NEW HAVEN — Science and politics met awkwardly Thursday afternoon at a Yale forum on stem cell research promoted by Attorney General Richard Blumenthal’s campaign for U.S. Senate.
Blumenthal told scientists and research advocates that he would do whatever he could as attorney general and a potential senator to reverse a judge’s ruling that halts federally funded embryonic stem-cell research.
“It needlessly and irresponsibly injected politics into science, and cut off federal funding for one of the most promising fields of medical advancement,” Blumenthal said.
Mindful that a tax-exempt university cannot promote a political candidate, Yale’s general counsel monitored the forum to ensure that Blumenthal focused on public policy, not his campaign.
“This is not a campaign stop,” said David Florin, the general counsel.

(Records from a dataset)
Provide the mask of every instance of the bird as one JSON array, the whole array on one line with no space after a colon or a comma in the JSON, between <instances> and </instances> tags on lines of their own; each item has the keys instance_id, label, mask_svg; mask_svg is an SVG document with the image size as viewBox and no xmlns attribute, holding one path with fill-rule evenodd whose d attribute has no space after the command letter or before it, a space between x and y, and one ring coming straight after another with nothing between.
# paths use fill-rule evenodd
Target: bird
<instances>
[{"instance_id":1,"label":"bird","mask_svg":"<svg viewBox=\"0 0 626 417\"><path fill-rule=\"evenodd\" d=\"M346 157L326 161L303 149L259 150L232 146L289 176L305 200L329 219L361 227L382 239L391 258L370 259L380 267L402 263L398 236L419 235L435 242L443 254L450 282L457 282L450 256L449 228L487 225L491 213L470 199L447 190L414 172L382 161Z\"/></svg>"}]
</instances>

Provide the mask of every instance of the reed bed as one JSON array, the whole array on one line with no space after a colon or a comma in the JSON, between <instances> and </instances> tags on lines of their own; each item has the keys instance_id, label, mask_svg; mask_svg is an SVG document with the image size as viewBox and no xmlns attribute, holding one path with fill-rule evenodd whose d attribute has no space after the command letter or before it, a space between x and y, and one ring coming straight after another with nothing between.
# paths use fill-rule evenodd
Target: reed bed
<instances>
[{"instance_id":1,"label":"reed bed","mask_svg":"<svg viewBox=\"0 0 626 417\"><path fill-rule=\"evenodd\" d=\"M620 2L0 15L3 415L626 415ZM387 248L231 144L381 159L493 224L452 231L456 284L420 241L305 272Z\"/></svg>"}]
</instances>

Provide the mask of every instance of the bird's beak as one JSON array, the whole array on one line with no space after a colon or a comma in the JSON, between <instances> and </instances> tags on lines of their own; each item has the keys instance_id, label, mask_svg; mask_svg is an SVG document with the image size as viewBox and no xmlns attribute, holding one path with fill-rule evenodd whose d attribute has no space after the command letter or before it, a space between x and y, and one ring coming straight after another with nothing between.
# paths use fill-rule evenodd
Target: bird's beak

■ Problem:
Reproduce the passage of the stem cell forum article that begins with the words "NEW HAVEN —" and ends with "embryonic stem-cell research.", copying it word for word.

■ Completed exercise:
NEW HAVEN — Science and politics met awkwardly Thursday afternoon at a Yale forum on stem cell research promoted by Attorney General Richard Blumenthal’s campaign for U.S. Senate.
Blumenthal told scientists and research advocates that he would do whatever he could as attorney general and a potential senator to reverse a judge’s ruling that halts federally funded embryonic stem-cell research.